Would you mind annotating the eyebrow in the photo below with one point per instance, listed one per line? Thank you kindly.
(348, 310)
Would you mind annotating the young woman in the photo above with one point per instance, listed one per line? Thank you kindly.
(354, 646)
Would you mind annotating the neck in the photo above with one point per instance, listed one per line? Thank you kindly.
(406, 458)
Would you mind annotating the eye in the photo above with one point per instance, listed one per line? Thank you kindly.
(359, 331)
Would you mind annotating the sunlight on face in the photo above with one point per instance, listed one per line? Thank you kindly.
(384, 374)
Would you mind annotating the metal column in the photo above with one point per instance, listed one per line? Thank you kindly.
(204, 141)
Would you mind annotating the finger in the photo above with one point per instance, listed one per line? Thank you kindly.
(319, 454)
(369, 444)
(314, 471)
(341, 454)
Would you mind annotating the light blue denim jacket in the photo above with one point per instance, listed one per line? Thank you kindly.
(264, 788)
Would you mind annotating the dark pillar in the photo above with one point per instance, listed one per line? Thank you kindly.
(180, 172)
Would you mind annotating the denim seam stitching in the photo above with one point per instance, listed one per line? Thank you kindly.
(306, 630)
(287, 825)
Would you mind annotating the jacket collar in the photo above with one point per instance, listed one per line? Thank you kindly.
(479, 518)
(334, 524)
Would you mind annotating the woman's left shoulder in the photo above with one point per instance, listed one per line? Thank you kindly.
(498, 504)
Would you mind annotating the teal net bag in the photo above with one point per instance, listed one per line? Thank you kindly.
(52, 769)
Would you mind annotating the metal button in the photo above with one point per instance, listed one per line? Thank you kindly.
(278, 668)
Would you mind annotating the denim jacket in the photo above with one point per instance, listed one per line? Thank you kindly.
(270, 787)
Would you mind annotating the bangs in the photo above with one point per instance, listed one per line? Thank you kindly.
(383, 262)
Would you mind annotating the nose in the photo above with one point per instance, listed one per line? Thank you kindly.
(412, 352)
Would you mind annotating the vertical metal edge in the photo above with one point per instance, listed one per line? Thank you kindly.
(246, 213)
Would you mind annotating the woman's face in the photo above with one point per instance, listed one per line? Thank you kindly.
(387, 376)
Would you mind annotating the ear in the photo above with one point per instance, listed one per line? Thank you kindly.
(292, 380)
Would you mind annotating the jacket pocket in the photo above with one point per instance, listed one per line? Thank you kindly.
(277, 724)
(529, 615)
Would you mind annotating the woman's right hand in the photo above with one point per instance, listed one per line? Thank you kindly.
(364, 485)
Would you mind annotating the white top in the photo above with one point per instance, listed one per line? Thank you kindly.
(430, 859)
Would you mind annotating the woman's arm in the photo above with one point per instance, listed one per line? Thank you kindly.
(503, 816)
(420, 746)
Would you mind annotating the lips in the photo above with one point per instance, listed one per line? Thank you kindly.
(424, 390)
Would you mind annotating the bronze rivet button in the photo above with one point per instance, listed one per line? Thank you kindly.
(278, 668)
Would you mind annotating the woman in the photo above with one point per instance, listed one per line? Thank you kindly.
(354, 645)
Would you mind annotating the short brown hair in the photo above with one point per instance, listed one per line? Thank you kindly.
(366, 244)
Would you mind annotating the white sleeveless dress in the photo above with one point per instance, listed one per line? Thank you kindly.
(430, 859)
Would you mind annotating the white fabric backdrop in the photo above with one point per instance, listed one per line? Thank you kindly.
▬▬▬▬▬▬▬▬▬▬
## STATED TASK
Exactly reproduce all of the entries.

## ANSWER TO THIS TASK
Would you mind annotating the eyebrow in the photo below with one point per instance, listed one per line? Thank you kindly.
(348, 310)
Would you mind annotating the young woman in the photo above with one point per instance, listed one per line? Thank you kindly.
(354, 646)
Would you mind annotating the neck in the photo above with one point per instance, listed one per line? Thank you kindly.
(406, 458)
Would you mind annotating the eye in the photo above with one point per instance, listed one per line? Thank you kindly.
(359, 331)
Would you mind annotating the sunlight on face in the photo above with one point per instance, listed one per line? Thank you kindly.
(384, 374)
Would you mind annotating the metal column in the photo above with one point per instance, listed one per line? Thank you kindly.
(204, 141)
Would you mind annotating the finger in the photo above with one point per instance, listed one per line? Thank you kindly.
(319, 454)
(369, 444)
(314, 471)
(341, 454)
Would you mind annotating the light blue denim jacket in the photo above with one point per instance, listed one per line? Thank you kindly.
(264, 788)
Would you mind annotating the dark pillar in the photo above with one point per instance, listed one per line? Thank you kindly.
(180, 172)
Would you mind annotating the denim seam stitching in the photo above with one point per instance, listed one per line? Thank you kindly.
(306, 630)
(287, 825)
Would you mind annotating the jacket collar in the photo above with one point per instance, listed one per line? Thank you kindly.
(479, 518)
(334, 524)
Would you mind annotating the woman's left shoulder in the photo above with one point per instance, listed one per line? Thank you kindly.
(498, 504)
Would you mind annotating the teal net bag in the photo above with one point per instance, listed one per line? Thank you kindly.
(52, 769)
Would you mind annotating the metal button in the photo above with one point per instance, listed one per line? Thank you kindly.
(278, 668)
Would you mind annotating the denim jacket in the photo above with one point per instance, listed one per line? Thank you kindly.
(270, 787)
Would you mind annotating the bangs in the photo above with one point per instance, listed one per line? Thank you kindly.
(383, 262)
Would you mind annotating the nose in the photo above with one point per instance, listed one per line? Thank you kindly.
(412, 352)
Would you mind annotating the vertical metal edge in the photo above with one point per instance, listed one per line? Thank you kindly.
(246, 213)
Would you mind annotating the woman's face in the photo above with one point per instance, listed one per line? Thank you kindly.
(387, 376)
Would you mind annotating the ear in the photo above with one point per instance, listed one per line? Thank you kindly.
(292, 380)
Would you mind annotating the jacket pocket in the photo above with one point per instance, listed one per line? Thank you kindly.
(277, 724)
(529, 615)
Would you mind annotating the woman's right hand in the photo above with one point per instance, listed one per line? Thank you kindly.
(364, 485)
Would you mind annotating the white top in the photo above with one point per instance, listed one per line? Thank you kindly.
(430, 859)
Would you mind annotating the woman's arm in the photo above with one point per instance, listed one per line? Thank you kindly.
(503, 816)
(420, 746)
Would you mind annotating the lips in the photo above with one point per instance, listed one per line? Thank you kindly.
(424, 390)
Would you mind annotating the bronze rivet button in the photo above with one point per instance, listed one per line? Thank you kindly.
(278, 668)
Would you mind annotating the woman in the photo above with one point per instance, listed one per line? Thank you kindly.
(354, 645)
Would you mind annotating the short brown hair in the photo above with one point per instance, listed one per line? Thank you kindly.
(366, 244)
Would you mind annotating the white sleeveless dress in the photo above with one point per instance, listed one per line? Thank you kindly.
(430, 859)
Would you mind annotating the white fabric backdrop in the photo above with one point per instance, listed one per line? Thank you kindly.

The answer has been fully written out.